>> BEGIN

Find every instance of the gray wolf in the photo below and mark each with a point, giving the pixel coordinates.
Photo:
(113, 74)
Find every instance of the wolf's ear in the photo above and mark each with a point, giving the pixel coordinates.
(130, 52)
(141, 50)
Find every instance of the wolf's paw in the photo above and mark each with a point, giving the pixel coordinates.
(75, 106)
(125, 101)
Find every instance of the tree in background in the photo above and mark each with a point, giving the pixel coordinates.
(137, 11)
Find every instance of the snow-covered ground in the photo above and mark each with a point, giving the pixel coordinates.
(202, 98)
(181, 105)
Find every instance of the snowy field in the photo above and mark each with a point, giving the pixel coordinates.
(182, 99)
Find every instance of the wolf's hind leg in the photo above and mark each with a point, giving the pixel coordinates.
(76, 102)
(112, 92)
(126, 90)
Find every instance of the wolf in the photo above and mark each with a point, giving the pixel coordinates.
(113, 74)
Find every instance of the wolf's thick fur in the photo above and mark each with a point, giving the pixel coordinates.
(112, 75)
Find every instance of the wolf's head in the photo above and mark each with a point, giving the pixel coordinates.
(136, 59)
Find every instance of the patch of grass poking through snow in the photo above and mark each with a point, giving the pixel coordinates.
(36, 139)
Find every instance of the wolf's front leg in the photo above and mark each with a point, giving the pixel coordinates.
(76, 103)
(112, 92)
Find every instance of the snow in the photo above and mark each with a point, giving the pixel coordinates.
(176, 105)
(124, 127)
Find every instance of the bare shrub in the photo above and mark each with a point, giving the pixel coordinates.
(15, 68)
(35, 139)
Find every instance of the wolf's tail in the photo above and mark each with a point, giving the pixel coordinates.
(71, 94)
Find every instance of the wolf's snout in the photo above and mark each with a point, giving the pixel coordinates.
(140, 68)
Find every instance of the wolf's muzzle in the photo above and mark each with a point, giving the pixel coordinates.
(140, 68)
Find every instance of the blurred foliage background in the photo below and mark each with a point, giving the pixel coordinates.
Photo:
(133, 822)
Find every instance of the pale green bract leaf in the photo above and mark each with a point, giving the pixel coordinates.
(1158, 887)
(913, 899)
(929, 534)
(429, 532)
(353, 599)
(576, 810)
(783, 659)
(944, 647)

>> END

» Problem:
The listing above should be transcribed in full, exactly as written.

» The solution:
Find every instance of the gray wolf in the photo below and mark each with a point, giving the pixel coordinates.
Photo:
(113, 74)
Find every instance of the wolf's ear in the photo above and mark each with a point, giving the pixel coordinates.
(130, 52)
(141, 50)
Find every instance of the wolf's paw in the photo above and mark each with a point, giving the pixel coordinates.
(75, 106)
(125, 101)
Find every instance of the tree in background in the photo above and mark each with a point, giving the pixel coordinates.
(137, 11)
Find every instance of the snow-covered ground in the photo above and mark each with a point, giving the pixel coordinates.
(202, 98)
(181, 105)
Find every instance of the snowy field in the photo above and mark each with a point, giving the pixel coordinates.
(182, 99)
Find every instance of the wolf's hind leg in the photo above and mark each with a point, giving the pixel coordinates.
(76, 102)
(112, 92)
(126, 90)
Find every instance of the wolf in the photo above and mark each with a point, giving the pixel coordinates.
(113, 74)
Find every instance of the wolf's thick fur in the photo above and mark each with a point, giving the pixel coordinates.
(112, 75)
Find every instance of the wolf's head in the photo above and mark each with a point, giving the pixel coordinates.
(136, 59)
Find every instance of the patch of grass poking through snow in the photo above and mark each with a point, giving the pixel coordinates.
(36, 139)
Find every instance of the wolf's front leg in the photo above and mark each with a point, giving the pixel coordinates.
(76, 103)
(112, 92)
Find every instance of the snow in the photo above and mark each with a point, giving the pixel coordinates.
(176, 105)
(124, 127)
Find every instance of the bare shrub in the photo above and mark each with a point, giving the pixel coordinates.
(15, 68)
(35, 139)
Find every instance of the wolf's tail in the photo above and mark each with a point, giving the pixel coordinates.
(71, 94)
Find every instance of the wolf's snout in the photo above and mark each with a point, giving the pixel coordinates.
(140, 68)
Find every instance of the wolf's muzzle in the photo above and mark each with a point, giving the pixel coordinates.
(140, 68)
Find every instance of the blurred foliage background in the photo below and mark each with a point, giving the pixel coordinates.
Photo:
(133, 822)
Find every instance of the pale green bract leaf in the photo above and mark each with a point, giving the pixel coordinates.
(1158, 887)
(913, 899)
(929, 534)
(429, 532)
(353, 599)
(576, 810)
(783, 659)
(944, 647)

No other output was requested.